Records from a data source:
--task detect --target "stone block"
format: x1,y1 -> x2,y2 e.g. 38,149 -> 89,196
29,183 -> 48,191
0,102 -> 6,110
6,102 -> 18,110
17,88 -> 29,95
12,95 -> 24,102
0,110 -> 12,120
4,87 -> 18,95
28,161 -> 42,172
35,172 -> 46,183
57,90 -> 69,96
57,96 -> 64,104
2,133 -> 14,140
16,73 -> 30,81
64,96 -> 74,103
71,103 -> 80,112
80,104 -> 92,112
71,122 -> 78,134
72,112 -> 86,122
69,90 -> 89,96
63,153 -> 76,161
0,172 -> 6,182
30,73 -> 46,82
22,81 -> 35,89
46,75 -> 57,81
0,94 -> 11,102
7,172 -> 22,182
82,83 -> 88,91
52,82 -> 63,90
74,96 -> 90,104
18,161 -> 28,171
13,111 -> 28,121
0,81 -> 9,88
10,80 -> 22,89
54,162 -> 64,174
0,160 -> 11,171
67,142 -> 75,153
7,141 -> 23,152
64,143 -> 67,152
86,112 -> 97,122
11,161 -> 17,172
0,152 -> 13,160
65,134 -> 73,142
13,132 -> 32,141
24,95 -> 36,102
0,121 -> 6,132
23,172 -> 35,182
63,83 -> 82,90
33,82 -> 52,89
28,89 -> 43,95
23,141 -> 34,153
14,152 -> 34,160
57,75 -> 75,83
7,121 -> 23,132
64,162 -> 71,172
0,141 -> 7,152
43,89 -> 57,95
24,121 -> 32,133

Your instructions - Transcribe every line of the data above, keeping each character and line break the same.

Exercise solution -
--task detect --target "stone block"
format: x1,y1 -> x2,y2 e.g. 38,149 -> 89,196
29,183 -> 48,191
0,102 -> 6,110
6,102 -> 18,110
17,88 -> 29,95
12,95 -> 24,102
0,110 -> 12,120
4,87 -> 18,95
28,161 -> 42,172
35,172 -> 46,183
57,90 -> 69,96
57,96 -> 64,104
2,133 -> 14,140
16,73 -> 30,81
64,96 -> 74,103
71,103 -> 80,112
80,104 -> 92,112
71,122 -> 78,134
72,112 -> 86,122
69,90 -> 89,96
63,153 -> 76,161
0,172 -> 6,182
30,73 -> 46,82
22,81 -> 35,89
46,75 -> 57,81
0,94 -> 11,102
7,172 -> 22,182
82,83 -> 88,91
52,82 -> 63,90
74,96 -> 90,104
18,161 -> 28,171
13,111 -> 28,121
0,81 -> 9,88
10,80 -> 22,89
54,162 -> 64,174
0,160 -> 11,171
67,142 -> 75,153
7,141 -> 23,152
64,143 -> 67,152
86,112 -> 97,122
11,161 -> 17,172
0,152 -> 13,160
65,134 -> 73,142
13,132 -> 32,141
24,95 -> 36,102
0,121 -> 6,132
23,172 -> 35,182
63,83 -> 82,90
33,82 -> 52,89
28,89 -> 43,95
23,141 -> 34,153
14,152 -> 34,160
57,75 -> 75,83
7,121 -> 23,132
64,162 -> 71,172
0,141 -> 7,152
43,89 -> 57,95
24,121 -> 32,133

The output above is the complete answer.